Can you reproduce the records below word for word, keeping every line unchanged?
──────── Material for this exercise
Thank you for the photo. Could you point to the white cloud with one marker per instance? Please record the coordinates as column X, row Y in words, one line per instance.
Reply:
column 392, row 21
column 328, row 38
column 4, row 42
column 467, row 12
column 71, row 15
────────────────
Correct output:
Thank you for the photo. Could you point to the white cloud with one marker per instance? Please record the coordinates as column X, row Y in words, one line per instance.
Reply:
column 392, row 21
column 328, row 38
column 4, row 42
column 467, row 12
column 71, row 15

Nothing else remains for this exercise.